** Opening Provided text block **

Pogues frontman Shane MacGowan, best known for the holiday favorite “Fairytale in New York,” has died after a bout with viral encephalitis. He was 65.
His wife Victoria Mary Clarke confirmed the news on Instagram, declaring that “the start and end of everything I hold dear has gone to be with Jesus and Mary and his beautiful mother Therese.” MacGowan had recently been discharged from the hospital where he had been staying since being diagnosed with the disease.
The Pogues recorded five albums with MacGowan beginning in 1984, brilliantly combining traditional Irish music with punk rock. He was fired in the early ’90s during a ferocious bout with alcoholism, but not before the Pogues’ duet with Kirsty MacColl on “Fairytale in New York” had become a timeless classic. The single reached No. 1 on the Irish charts, No. 2 in the U.K. and the Top 10 in Norway and New Zealand.
“In Irish pubs where they still sing, ‘Fairytale’ has become as much a standard as ‘Danny Boy’ or ‘The Fields of Athenry,'” MacGowan once told The Guardian. “So I’m like the writers of all those traditional standards, except I’m not anonymous. Or dead.”
MacGowan was diagnosed with viral encephalitis in late 2022, receiving several rounds of medical care while fighting this rare life-threatening condition which causes brain swelling. He’d just joined TikTok. Doctors were initially upbeat, and MacGowan quickly re-emerged in January to wish fans a happy new year. Bruce Springsteen then paid a visit ahead of three sold-out concerts in Dublin.
“He’s the man, you know?” Springsteen told popular Irish television host Ryan Tubridy. “I truly believe … that a hundred years from now, most of us will be forgotten, but I do believe that Shane’s music is going to be remembered and sung. It’s just deep in the nature of it.”
Watch the Pogues’ ‘Fairytale in New York’ Video
When Things Took a Turn for the Worse
MacGowan was re-admitted to the hospital in June. A few months later, his wife Victoria Mary Clarke said she was “feeling really, really grateful that Shane MacGowan is looking so bright today,” adding that they were “determined as ever to get home!”

** Closing Provided text block **
** Opening Data shown block **

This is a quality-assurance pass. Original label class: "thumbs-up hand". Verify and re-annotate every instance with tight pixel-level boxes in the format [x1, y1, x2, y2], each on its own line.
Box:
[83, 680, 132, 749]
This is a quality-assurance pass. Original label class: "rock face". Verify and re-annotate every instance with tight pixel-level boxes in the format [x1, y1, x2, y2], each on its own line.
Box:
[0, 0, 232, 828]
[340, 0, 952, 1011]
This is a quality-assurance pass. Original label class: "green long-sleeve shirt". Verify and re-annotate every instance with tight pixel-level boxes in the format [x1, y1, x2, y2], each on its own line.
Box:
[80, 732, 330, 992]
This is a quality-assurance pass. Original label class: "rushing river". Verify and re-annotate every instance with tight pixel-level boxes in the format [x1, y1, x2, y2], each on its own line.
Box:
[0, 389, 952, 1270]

** Closing Data shown block **
** Opening Data shown block **

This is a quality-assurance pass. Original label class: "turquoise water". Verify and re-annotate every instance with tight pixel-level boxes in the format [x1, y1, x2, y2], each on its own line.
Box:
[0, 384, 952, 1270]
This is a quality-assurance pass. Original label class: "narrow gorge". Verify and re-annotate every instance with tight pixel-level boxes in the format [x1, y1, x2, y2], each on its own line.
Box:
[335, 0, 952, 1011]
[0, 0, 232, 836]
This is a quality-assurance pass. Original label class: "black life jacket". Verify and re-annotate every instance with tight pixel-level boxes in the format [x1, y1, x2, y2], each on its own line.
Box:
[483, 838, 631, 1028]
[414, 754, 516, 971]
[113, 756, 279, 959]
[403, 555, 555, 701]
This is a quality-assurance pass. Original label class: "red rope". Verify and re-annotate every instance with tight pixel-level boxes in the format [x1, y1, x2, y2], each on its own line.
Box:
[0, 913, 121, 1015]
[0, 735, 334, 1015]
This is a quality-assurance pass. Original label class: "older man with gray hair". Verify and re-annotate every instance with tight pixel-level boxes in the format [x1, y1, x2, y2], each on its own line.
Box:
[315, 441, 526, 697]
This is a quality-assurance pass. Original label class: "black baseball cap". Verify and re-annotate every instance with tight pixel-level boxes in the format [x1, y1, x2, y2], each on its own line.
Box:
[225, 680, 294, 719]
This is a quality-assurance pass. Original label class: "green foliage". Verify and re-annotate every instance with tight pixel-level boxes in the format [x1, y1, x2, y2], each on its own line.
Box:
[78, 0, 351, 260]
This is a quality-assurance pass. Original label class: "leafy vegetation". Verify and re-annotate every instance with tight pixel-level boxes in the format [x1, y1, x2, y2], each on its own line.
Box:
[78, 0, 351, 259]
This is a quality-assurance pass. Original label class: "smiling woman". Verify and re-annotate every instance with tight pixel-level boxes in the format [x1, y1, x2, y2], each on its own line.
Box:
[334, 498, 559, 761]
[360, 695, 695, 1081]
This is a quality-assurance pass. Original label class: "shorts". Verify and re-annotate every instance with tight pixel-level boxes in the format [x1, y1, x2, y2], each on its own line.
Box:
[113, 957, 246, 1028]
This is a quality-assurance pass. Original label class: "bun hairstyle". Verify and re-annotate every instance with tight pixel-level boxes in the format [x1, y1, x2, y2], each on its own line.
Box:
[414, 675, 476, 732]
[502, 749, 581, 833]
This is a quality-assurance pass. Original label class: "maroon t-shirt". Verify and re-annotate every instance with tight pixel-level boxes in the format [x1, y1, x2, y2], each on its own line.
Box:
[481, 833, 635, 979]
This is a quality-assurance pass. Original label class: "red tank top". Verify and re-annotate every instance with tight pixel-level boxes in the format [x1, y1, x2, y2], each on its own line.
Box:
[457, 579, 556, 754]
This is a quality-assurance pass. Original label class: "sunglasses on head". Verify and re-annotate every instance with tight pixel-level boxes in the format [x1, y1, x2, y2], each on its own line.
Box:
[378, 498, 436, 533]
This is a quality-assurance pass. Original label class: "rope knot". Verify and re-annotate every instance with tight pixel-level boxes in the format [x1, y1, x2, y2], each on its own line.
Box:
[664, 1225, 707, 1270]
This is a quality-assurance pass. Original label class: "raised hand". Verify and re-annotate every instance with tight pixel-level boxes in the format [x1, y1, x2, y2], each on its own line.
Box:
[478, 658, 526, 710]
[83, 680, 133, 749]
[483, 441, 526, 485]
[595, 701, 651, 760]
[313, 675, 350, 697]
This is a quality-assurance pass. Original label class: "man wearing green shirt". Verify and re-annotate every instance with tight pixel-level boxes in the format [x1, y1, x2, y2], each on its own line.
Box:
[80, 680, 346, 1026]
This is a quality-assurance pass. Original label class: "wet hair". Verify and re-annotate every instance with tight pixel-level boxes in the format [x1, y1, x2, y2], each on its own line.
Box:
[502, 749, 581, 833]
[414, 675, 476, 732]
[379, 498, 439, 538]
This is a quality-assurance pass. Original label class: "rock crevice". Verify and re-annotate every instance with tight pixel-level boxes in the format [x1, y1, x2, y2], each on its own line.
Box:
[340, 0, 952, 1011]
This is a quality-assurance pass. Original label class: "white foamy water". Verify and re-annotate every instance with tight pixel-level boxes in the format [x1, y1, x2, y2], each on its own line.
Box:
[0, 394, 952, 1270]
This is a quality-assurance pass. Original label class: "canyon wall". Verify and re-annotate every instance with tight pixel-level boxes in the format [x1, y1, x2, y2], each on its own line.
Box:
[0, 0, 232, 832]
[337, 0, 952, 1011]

** Closing Data shown block **

● **Assignment**
Write out, word for word, the portion of the article above on Shane MacGowan's death between "The Pogues recorded" and "and New Zealand.", inclusive.

● **Task result**
The Pogues recorded five albums with MacGowan beginning in 1984, brilliantly combining traditional Irish music with punk rock. He was fired in the early ’90s during a ferocious bout with alcoholism, but not before the Pogues’ duet with Kirsty MacColl on “Fairytale in New York” had become a timeless classic. The single reached No. 1 on the Irish charts, No. 2 in the U.K. and the Top 10 in Norway and New Zealand.